Given instruction —
Can you reproduce the data beneath, keeping every line exact?

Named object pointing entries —
┄┄┄┄┄┄

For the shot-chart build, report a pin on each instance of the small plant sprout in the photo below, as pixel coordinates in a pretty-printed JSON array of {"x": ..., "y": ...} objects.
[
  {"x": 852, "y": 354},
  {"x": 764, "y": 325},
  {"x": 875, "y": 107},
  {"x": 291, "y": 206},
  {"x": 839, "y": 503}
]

┄┄┄┄┄┄

Response to this task —
For the shot-chart build, report a pin on each instance of the small plant sprout in the photo below, as pixel coordinates in a pretty-printed JSON array of {"x": ..., "y": ...} objects.
[
  {"x": 852, "y": 354},
  {"x": 764, "y": 325},
  {"x": 875, "y": 107},
  {"x": 291, "y": 206},
  {"x": 839, "y": 503}
]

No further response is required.